[Records from a data source]

************

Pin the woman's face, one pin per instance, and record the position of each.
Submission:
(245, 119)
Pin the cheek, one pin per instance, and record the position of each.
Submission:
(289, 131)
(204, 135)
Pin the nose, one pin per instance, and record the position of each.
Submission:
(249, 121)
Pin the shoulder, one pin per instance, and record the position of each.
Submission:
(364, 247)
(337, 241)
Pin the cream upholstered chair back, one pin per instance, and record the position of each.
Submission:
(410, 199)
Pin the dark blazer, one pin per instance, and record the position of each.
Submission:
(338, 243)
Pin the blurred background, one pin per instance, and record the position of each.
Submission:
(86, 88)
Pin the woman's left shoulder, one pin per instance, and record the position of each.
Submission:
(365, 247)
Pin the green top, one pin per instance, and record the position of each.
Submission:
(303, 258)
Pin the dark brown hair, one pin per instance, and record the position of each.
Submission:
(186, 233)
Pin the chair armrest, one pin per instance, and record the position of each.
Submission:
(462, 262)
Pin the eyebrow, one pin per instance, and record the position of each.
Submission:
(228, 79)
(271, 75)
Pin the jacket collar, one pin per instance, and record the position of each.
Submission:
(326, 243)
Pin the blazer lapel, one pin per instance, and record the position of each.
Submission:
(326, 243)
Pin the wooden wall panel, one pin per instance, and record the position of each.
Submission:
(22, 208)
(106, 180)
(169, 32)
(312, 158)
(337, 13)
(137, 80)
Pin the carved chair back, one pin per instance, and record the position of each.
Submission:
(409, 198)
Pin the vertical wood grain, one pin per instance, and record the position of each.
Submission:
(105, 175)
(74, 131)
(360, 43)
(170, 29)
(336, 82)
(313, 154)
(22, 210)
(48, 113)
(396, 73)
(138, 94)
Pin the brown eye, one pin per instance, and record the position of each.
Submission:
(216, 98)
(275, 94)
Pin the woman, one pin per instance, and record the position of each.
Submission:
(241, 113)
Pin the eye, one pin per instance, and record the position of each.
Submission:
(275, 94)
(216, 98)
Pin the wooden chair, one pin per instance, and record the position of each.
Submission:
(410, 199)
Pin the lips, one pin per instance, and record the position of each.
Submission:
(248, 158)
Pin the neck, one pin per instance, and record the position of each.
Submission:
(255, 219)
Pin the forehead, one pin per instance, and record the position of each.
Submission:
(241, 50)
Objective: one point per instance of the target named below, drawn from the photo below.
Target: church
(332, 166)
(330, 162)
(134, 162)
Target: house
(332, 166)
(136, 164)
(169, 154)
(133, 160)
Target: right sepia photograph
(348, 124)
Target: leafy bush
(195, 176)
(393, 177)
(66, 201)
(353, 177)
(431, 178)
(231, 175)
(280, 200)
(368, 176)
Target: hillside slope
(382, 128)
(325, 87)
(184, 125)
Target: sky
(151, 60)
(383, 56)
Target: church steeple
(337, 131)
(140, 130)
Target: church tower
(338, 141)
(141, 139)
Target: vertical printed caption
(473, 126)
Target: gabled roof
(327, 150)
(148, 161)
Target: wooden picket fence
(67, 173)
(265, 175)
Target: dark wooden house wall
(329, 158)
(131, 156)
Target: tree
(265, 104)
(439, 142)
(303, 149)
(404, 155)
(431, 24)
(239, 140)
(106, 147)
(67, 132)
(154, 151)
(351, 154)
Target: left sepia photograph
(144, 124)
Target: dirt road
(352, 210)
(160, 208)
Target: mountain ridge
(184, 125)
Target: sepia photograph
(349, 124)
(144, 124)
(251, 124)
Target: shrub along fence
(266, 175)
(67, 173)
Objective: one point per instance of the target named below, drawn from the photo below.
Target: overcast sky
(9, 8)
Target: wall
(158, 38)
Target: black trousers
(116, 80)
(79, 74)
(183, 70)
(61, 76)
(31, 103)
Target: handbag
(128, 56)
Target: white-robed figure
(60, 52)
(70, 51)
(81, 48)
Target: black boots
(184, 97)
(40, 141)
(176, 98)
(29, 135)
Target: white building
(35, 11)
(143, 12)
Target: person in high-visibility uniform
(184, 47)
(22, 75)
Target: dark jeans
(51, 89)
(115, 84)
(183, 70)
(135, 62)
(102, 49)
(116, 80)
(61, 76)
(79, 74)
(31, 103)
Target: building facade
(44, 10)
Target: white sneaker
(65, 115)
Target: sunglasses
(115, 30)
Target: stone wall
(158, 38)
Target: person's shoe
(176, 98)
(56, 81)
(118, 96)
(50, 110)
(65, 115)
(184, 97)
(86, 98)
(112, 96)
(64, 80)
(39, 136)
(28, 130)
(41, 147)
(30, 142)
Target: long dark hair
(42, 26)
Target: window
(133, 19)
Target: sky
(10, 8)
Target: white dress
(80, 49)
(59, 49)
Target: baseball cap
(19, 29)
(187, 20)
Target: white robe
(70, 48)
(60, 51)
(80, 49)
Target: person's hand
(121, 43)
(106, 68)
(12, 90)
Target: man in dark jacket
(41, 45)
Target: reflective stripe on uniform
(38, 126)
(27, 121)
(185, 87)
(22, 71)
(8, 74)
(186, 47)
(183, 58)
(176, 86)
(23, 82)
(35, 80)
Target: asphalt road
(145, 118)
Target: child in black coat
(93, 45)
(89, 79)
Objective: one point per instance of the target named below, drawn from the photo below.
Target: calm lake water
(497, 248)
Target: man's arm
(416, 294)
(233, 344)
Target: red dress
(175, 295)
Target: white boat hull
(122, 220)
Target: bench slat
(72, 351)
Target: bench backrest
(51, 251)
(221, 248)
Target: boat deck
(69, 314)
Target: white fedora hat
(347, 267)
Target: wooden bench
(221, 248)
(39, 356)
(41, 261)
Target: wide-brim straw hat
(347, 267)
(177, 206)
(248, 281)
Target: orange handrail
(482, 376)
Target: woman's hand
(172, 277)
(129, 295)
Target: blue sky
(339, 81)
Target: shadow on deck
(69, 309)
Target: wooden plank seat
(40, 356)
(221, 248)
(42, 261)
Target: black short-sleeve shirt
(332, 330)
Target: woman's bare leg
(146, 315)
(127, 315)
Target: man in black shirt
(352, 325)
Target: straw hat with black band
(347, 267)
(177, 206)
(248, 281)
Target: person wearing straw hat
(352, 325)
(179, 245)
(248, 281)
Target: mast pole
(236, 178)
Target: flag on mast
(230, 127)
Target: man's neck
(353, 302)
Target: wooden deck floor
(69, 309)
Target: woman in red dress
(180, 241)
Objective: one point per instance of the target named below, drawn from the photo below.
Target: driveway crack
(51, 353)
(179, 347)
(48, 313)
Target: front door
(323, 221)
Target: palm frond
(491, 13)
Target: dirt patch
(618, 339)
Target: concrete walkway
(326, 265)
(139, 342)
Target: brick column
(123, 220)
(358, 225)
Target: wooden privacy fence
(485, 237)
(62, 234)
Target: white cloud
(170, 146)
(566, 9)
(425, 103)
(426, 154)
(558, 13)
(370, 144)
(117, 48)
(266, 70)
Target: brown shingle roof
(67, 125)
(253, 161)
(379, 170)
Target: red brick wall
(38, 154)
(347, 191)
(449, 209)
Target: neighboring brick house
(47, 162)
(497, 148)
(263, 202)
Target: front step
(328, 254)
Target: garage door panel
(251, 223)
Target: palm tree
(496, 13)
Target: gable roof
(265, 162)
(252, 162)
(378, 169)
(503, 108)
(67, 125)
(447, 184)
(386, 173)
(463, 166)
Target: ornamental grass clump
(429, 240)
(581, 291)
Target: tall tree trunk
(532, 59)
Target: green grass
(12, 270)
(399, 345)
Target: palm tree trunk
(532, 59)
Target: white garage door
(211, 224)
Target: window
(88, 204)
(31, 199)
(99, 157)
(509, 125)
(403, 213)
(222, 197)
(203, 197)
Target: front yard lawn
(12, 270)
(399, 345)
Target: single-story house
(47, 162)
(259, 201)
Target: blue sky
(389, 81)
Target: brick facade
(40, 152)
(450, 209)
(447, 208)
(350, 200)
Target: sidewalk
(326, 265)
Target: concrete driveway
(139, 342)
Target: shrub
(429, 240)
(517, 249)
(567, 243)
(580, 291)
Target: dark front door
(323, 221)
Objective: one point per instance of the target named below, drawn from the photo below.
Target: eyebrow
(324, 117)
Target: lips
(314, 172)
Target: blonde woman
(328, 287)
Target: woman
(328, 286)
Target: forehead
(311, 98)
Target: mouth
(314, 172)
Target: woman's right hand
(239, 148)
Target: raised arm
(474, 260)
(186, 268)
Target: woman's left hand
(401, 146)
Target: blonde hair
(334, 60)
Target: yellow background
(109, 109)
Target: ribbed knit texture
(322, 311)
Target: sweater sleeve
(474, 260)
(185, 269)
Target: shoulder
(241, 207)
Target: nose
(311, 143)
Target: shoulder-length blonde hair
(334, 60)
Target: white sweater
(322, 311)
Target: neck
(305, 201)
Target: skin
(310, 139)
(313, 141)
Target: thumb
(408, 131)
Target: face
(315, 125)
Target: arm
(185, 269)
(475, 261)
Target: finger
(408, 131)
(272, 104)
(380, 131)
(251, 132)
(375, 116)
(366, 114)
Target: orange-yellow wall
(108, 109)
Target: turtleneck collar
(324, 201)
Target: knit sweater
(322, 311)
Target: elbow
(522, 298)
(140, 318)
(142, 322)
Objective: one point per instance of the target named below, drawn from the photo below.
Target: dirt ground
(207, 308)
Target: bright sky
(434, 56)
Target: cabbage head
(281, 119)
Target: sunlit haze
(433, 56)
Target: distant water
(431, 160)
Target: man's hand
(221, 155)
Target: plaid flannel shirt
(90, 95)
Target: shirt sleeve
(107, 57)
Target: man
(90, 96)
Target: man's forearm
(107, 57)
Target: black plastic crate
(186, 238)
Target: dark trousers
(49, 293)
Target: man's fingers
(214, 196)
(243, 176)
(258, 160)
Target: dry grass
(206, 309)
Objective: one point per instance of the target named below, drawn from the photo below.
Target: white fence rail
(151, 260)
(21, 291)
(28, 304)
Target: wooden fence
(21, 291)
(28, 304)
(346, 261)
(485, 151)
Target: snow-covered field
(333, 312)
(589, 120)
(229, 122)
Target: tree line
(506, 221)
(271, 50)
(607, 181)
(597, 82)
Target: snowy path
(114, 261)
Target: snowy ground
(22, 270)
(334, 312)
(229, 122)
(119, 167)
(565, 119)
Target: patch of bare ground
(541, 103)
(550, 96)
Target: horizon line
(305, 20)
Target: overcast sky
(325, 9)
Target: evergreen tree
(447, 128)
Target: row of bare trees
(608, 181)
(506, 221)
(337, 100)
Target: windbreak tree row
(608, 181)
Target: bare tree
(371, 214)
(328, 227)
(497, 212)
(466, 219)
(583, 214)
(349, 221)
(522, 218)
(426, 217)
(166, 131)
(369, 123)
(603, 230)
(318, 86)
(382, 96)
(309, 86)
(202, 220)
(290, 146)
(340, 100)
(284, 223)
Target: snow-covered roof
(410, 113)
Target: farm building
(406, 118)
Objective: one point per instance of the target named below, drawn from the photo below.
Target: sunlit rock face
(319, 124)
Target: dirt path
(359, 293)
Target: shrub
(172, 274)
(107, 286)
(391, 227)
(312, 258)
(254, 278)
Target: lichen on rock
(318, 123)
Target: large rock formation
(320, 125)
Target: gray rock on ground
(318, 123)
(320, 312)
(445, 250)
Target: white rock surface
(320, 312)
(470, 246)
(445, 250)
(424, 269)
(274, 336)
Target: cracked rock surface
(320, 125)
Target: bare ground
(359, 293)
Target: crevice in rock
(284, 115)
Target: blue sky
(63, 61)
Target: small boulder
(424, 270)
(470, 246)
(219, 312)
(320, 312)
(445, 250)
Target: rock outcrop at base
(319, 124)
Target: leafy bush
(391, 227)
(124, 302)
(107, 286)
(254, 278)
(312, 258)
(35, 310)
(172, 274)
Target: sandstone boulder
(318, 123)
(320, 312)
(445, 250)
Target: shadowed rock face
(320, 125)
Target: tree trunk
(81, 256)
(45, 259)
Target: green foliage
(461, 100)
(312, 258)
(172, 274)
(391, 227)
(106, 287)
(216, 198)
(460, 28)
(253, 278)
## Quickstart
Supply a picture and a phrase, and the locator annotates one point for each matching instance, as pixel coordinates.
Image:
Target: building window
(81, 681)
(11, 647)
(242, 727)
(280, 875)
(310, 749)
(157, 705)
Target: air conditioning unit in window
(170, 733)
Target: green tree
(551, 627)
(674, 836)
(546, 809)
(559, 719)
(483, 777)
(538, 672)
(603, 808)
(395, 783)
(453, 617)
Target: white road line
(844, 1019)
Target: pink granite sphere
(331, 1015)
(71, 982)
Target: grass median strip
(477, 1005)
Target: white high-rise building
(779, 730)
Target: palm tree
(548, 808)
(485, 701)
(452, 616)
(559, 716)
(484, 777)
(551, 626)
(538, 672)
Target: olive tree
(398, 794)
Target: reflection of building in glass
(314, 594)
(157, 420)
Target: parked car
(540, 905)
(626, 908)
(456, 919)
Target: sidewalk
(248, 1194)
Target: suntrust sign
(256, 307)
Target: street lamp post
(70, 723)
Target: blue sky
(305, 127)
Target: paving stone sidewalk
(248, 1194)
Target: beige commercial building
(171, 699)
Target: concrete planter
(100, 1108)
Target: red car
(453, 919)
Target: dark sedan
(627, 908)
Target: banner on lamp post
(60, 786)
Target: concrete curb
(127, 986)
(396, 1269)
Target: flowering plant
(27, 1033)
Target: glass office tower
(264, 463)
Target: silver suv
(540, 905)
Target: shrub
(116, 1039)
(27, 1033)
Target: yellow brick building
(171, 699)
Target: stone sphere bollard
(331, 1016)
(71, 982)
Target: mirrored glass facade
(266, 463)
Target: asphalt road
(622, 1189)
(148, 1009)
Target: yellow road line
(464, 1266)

************

__WHAT YOU WILL DO__. Transcribe, exactly as written, all lines of the entries above from the first to the one containing "Pin the cream", and no more.

__RESULT FOR THIS EXERCISE__.
Pin the woman's face, one pin per instance, and record the position of each.
Submission:
(245, 119)
Pin the cheek, one pin per instance, and record the position of each.
Submission:
(289, 131)
(204, 135)
Pin the nose, one pin per instance, and record the position of each.
Submission:
(249, 121)
Pin the shoulder, one pin per instance, and record the position of each.
Submission:
(364, 247)
(337, 241)
Pin the cream upholstered chair back, one pin per instance, and record the position of each.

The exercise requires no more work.